Task objective -
Count the lines in the items below that contain the word "person", and give only that number.

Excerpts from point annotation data
+ + + + + + +

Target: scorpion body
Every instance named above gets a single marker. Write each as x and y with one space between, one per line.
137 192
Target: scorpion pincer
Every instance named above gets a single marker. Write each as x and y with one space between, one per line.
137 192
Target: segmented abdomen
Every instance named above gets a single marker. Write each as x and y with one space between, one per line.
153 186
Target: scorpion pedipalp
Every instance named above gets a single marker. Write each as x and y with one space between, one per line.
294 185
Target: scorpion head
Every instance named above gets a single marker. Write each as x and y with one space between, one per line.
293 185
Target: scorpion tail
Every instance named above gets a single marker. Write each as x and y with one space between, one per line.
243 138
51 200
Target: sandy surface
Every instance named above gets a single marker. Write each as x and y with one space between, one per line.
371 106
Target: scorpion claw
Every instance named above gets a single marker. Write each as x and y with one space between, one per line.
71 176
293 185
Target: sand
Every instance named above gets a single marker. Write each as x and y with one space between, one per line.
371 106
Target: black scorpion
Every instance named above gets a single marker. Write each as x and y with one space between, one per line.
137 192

+ + + + + + +

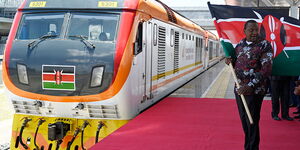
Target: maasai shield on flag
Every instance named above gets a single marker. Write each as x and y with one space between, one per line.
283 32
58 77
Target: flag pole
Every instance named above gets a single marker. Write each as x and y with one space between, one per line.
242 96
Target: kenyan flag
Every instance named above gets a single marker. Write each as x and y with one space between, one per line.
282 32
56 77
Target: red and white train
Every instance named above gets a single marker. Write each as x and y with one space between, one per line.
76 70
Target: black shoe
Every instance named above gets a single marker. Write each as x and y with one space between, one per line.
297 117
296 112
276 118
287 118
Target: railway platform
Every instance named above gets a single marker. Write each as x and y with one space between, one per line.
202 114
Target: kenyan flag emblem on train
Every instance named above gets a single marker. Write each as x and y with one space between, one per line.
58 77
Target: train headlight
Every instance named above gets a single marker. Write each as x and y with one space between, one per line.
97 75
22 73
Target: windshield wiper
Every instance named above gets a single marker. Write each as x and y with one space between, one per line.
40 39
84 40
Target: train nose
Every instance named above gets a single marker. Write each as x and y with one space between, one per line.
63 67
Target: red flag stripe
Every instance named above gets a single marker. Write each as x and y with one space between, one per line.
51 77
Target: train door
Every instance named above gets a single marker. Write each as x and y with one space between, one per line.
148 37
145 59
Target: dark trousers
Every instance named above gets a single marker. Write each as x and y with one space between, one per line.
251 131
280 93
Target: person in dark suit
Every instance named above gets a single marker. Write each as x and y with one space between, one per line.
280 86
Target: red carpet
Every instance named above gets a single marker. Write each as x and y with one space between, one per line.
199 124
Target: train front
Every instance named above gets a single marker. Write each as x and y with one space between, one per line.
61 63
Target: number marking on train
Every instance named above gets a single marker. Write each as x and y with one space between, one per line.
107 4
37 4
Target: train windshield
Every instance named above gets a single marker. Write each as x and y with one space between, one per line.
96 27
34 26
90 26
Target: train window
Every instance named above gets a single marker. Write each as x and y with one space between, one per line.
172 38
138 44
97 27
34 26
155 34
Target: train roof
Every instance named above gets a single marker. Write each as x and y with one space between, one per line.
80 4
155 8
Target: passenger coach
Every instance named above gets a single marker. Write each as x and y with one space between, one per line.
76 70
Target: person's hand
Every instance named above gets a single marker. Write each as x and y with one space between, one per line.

+ + + + + + +

Completed exercise -
2